Material supplied:
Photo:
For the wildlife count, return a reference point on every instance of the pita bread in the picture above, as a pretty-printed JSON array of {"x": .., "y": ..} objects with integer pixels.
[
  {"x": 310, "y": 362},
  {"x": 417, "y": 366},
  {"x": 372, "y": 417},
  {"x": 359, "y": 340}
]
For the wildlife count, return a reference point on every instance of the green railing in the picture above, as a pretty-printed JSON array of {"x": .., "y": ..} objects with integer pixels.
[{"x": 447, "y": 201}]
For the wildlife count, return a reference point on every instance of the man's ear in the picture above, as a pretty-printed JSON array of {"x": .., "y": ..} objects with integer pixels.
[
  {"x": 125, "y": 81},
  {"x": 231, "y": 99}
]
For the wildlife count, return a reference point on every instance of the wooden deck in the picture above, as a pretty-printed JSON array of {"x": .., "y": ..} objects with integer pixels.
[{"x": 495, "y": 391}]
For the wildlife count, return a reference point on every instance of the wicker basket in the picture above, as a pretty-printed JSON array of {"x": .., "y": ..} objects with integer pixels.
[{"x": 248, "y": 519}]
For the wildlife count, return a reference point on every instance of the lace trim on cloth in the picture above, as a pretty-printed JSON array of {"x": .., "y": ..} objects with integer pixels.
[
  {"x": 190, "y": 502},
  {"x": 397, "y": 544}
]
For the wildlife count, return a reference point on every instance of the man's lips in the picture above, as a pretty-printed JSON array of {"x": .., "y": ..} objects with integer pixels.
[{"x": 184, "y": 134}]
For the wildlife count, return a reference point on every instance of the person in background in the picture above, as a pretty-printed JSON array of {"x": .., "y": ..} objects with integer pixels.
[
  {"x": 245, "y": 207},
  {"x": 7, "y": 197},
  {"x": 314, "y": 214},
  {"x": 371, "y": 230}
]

Task details: Take the records above and write each one out again exactly.

Exercise response:
Photo:
For the wildlife count, return a reference point on every instance of the pita bread in the picture above, as a pretty-printed JSON array of {"x": .., "y": ..} objects with integer pixels.
[
  {"x": 310, "y": 362},
  {"x": 417, "y": 366},
  {"x": 372, "y": 417},
  {"x": 359, "y": 340}
]
For the wildlife count, return a reference point on every instance of the green railing in the picture above, as a pretty-printed JSON array of {"x": .., "y": ..} objects with integer pixels.
[{"x": 447, "y": 201}]
For the wildlife count, return a reference point on every instance of the man's ear in the picture above, as a pretty-printed JSON array of {"x": .., "y": ..} objects with integer pixels.
[
  {"x": 125, "y": 81},
  {"x": 231, "y": 99}
]
For the wildlife count, return a reference point on every instance of the wooden deck in the picture above, as a pretty-printed JSON array of {"x": .., "y": ..} objects with integer pixels.
[{"x": 495, "y": 391}]
For the wildlife count, return a reference point on every instance of the wicker basket in the picture above, as a pretty-printed JSON array of {"x": .., "y": ..} objects with integer pixels.
[{"x": 248, "y": 519}]
For the wildlife count, return a reference point on every instance of the lace trim on cloth in the picture above, as a pretty-printed JSON array of {"x": .., "y": ..} objects with integer pixels.
[
  {"x": 190, "y": 502},
  {"x": 397, "y": 544}
]
For the wildlife count, return a reference point on every instance of the man's lips in the picture above, as a pretty-printed JSON array of {"x": .., "y": ..} objects with integer pixels.
[{"x": 184, "y": 134}]
For the wildlife count, return a reference point on every instance of the person in background in the picture above, as a pretty-printed JSON array of {"x": .., "y": ..} objects with integer pixels.
[
  {"x": 245, "y": 207},
  {"x": 7, "y": 197},
  {"x": 314, "y": 214},
  {"x": 371, "y": 230}
]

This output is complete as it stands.